>> Begin Provided information

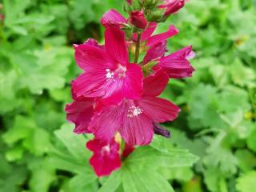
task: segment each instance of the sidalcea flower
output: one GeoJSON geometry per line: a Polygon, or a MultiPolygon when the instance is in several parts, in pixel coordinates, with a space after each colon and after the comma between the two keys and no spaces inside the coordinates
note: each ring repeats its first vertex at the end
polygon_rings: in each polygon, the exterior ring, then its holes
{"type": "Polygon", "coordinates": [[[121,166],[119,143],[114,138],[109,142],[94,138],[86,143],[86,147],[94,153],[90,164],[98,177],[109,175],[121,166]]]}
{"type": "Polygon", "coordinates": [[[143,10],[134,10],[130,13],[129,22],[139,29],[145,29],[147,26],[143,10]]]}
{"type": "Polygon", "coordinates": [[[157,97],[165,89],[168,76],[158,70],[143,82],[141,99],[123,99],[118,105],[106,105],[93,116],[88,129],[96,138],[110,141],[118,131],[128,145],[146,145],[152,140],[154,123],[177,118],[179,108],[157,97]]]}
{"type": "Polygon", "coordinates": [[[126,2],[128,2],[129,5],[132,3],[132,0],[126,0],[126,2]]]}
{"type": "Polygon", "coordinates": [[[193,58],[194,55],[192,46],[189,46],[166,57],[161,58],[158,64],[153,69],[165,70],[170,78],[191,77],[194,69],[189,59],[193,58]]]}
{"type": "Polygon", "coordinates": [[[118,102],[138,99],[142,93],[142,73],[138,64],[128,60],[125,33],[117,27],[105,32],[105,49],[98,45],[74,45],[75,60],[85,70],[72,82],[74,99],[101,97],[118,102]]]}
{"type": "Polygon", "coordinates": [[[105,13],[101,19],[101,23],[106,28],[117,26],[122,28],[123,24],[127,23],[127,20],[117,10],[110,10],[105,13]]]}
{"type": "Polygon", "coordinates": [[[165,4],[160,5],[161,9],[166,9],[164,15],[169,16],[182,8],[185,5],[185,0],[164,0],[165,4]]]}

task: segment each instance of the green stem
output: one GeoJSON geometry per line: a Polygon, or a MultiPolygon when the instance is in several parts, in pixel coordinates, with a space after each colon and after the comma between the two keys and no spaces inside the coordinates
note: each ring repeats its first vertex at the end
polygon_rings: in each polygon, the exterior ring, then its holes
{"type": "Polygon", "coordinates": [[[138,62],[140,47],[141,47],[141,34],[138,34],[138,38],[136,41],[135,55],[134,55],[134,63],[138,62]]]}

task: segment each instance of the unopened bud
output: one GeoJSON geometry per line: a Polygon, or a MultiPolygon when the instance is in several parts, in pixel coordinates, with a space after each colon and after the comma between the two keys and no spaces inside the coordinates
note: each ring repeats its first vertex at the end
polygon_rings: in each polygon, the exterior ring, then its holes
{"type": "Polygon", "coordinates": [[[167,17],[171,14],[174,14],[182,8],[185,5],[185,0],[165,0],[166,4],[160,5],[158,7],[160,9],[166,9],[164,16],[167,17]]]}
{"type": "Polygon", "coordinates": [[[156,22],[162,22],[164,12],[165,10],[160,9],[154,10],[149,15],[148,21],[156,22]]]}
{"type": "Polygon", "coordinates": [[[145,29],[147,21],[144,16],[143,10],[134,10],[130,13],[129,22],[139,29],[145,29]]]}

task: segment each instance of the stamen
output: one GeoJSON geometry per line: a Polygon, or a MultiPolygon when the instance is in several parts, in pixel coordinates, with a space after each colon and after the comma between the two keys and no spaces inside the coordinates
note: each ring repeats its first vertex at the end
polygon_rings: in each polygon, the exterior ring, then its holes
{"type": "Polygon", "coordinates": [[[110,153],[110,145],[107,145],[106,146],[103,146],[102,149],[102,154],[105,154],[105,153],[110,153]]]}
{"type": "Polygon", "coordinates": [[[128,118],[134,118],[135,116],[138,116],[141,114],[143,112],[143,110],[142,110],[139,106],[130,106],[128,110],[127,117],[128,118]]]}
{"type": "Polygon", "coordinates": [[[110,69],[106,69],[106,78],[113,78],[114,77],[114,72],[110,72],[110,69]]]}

>> End Provided information

## The exercise
Turn every line of the rows above into a Markdown table with two columns, n for a running number and Line for the text of the line. Skip blank lines and leave out the pictures.

## Result for this task
| n | Line |
|---|---|
| 1 | task: segment each instance of the sidalcea flower |
| 2 | output: one GeoJSON geometry per line: a Polygon, or a MultiPolygon when the instance is in several parts, in pixel coordinates, with a space after each colon and after the comma between the two keys and no spaces inside the coordinates |
| 3 | note: each ring repeats its first vertex at the end |
| 4 | polygon_rings: in each polygon, the exterior ring, then its holes |
| 5 | {"type": "Polygon", "coordinates": [[[121,166],[119,143],[114,138],[109,142],[94,138],[86,143],[86,147],[94,153],[90,164],[98,177],[109,175],[121,166]]]} |
| 6 | {"type": "Polygon", "coordinates": [[[143,10],[134,10],[130,13],[129,22],[139,29],[145,29],[147,26],[143,10]]]} |
| 7 | {"type": "Polygon", "coordinates": [[[157,97],[165,89],[168,76],[158,70],[143,82],[141,99],[123,99],[118,105],[106,105],[93,116],[88,129],[96,138],[110,141],[118,131],[128,145],[146,145],[152,140],[154,123],[177,118],[179,108],[157,97]]]} |
| 8 | {"type": "Polygon", "coordinates": [[[126,2],[128,2],[129,5],[132,3],[132,0],[126,0],[126,2]]]} |
| 9 | {"type": "Polygon", "coordinates": [[[193,58],[194,55],[192,46],[189,46],[166,57],[161,58],[158,64],[153,69],[165,70],[170,78],[191,77],[194,69],[189,59],[193,58]]]} |
| 10 | {"type": "Polygon", "coordinates": [[[118,102],[138,99],[142,93],[142,73],[138,64],[128,60],[125,33],[117,27],[105,32],[105,49],[98,45],[74,45],[75,60],[85,70],[72,82],[74,99],[101,97],[118,102]]]} |
| 11 | {"type": "Polygon", "coordinates": [[[105,13],[101,19],[101,23],[106,28],[117,26],[122,28],[123,24],[127,23],[127,20],[117,10],[110,10],[105,13]]]} |
| 12 | {"type": "Polygon", "coordinates": [[[165,4],[160,5],[161,9],[166,9],[164,15],[169,16],[182,8],[185,5],[185,0],[164,0],[165,4]]]} |
| 13 | task: segment each instance of the green stem |
| 14 | output: one GeoJSON geometry per line: a Polygon, or a MultiPolygon when the instance is in several parts, in pixel coordinates, with a space after each colon and after the comma between the two keys and no spaces inside the coordinates |
| 15 | note: each ring repeats its first vertex at the end |
| 16 | polygon_rings: in each polygon, the exterior ring, then its holes |
| 17 | {"type": "Polygon", "coordinates": [[[138,62],[140,47],[141,47],[141,34],[138,34],[138,38],[136,41],[135,55],[134,55],[134,63],[138,62]]]} |
| 18 | task: segment each instance of the unopened bud |
| 19 | output: one GeoJSON geometry per line: a Polygon, or a MultiPolygon when the instance is in several parts, in pixel coordinates, with a space after each colon and after the comma between the two keys and no spaces inside the coordinates |
| 20 | note: each ring repeats its first vertex at the end |
| 21 | polygon_rings: in each polygon, the exterior ring, then its holes |
| 22 | {"type": "Polygon", "coordinates": [[[167,17],[171,14],[174,14],[182,8],[185,5],[185,0],[165,0],[166,4],[160,5],[158,7],[160,9],[166,9],[164,16],[167,17]]]} |
| 23 | {"type": "Polygon", "coordinates": [[[156,22],[162,22],[164,12],[165,10],[160,9],[154,10],[149,15],[148,21],[156,22]]]} |
| 24 | {"type": "Polygon", "coordinates": [[[145,29],[147,21],[144,16],[143,10],[134,10],[130,13],[129,22],[139,29],[145,29]]]} |
| 25 | task: segment each instance of the stamen |
| 26 | output: one GeoJSON geometry per line: a Polygon, or a MultiPolygon when the instance is in several parts, in pixel coordinates, with a space after each colon and after the comma between the two keys and no spaces inside the coordinates |
| 27 | note: each ring repeats its first vertex at the end |
| 28 | polygon_rings: in each polygon, the exterior ring, then its holes |
| 29 | {"type": "Polygon", "coordinates": [[[110,153],[110,145],[107,145],[106,146],[103,146],[102,149],[102,154],[105,154],[105,153],[110,153]]]} |
| 30 | {"type": "Polygon", "coordinates": [[[128,118],[134,118],[135,116],[138,116],[141,114],[143,112],[143,110],[142,110],[139,106],[130,106],[128,110],[127,117],[128,118]]]} |
| 31 | {"type": "Polygon", "coordinates": [[[110,69],[106,69],[106,78],[113,78],[114,77],[114,72],[110,72],[110,69]]]} |